**Instructions to follow:**
Reproduce each record in the listing below exactly as written.
Top of Extracted data
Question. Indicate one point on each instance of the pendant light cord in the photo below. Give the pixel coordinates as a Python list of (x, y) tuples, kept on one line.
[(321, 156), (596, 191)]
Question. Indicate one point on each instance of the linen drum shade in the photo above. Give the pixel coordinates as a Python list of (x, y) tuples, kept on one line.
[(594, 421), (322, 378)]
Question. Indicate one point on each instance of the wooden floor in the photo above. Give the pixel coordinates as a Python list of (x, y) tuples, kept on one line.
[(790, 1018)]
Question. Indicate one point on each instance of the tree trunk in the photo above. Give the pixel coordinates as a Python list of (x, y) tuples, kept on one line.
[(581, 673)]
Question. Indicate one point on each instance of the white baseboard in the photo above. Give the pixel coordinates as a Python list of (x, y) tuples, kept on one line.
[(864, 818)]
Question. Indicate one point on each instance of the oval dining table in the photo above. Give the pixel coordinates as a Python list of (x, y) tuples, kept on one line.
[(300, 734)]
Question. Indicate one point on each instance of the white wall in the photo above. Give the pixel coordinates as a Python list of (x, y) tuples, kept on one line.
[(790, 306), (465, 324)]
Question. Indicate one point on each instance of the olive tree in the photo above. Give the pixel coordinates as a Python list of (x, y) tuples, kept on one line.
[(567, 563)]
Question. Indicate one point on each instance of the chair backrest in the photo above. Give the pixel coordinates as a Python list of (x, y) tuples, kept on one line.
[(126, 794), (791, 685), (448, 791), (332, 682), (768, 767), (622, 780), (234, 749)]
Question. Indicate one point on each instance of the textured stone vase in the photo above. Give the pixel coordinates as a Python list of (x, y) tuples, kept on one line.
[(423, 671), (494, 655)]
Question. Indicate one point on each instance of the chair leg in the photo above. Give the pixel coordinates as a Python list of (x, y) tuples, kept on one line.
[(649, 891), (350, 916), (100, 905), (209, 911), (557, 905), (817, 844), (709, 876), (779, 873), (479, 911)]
Bottom of Extracted data
**Solved problem:**
Question. Indicate one point on each instance of the pendant light cord in the photo below. Give the pixel coordinates as a Python list of (x, y) tuples, kept on one line.
[(321, 156), (596, 191)]
Question. Indicate one point on each instance of the linen drum shade in the photo above. Give the pixel coordinates as a Python list of (x, y) tuples, kept on one line.
[(594, 421), (322, 378)]
Question. Indicate one point on each instance of the wooden floor in the photo above. Give the pixel coordinates as a Python list of (x, y) tuples, kept on one line.
[(790, 1018)]
Question. Indicate one point on each instance of the tree trunk in the photo above. Give the pixel coordinates as a Python list of (x, y) tuples, kept on one line.
[(581, 673)]
Question. Indicate one point on each instance of the white baseboard in the photo above. Give the pixel coordinates as a Python list of (x, y) tuples, kept on one line.
[(864, 818)]
Question. Indicate one point on each instance of the oval dining table in the photo above. Give the pixel coordinates as a Python list of (x, y) tuples, kept on one line.
[(300, 734)]
Question. Indicate one point on each instance of the white wall in the photo above. Give the pixel coordinates as a Python list of (x, y) tuples, kept on one line.
[(790, 306), (465, 324)]
Question. Indicate one point on each instance of the olive tree in the photo above. Give the pixel coordinates as a Python list of (x, y) tuples, kept on one line.
[(567, 563)]
Question. Indicate one point on each instance of the chair backrest in the photo above. Give the pixel coordinates as a Python list of (x, y) tuples, kept on one line.
[(126, 794), (791, 685), (448, 791), (332, 682), (768, 767), (622, 780), (234, 749)]
Question. Indicate one point on each instance of the textured stone vase in the photo above. Give the pixel coordinates as a Python list of (x, y) tuples, kept on one line.
[(423, 671), (494, 655)]
Question. Indicate one point on each instance of the chair leg in the photo above. Give the pixel coordinates as a Python list of (x, y) tuples, kept on one line.
[(649, 891), (350, 916), (100, 905), (209, 911), (557, 905), (817, 844), (709, 876), (779, 873), (479, 911)]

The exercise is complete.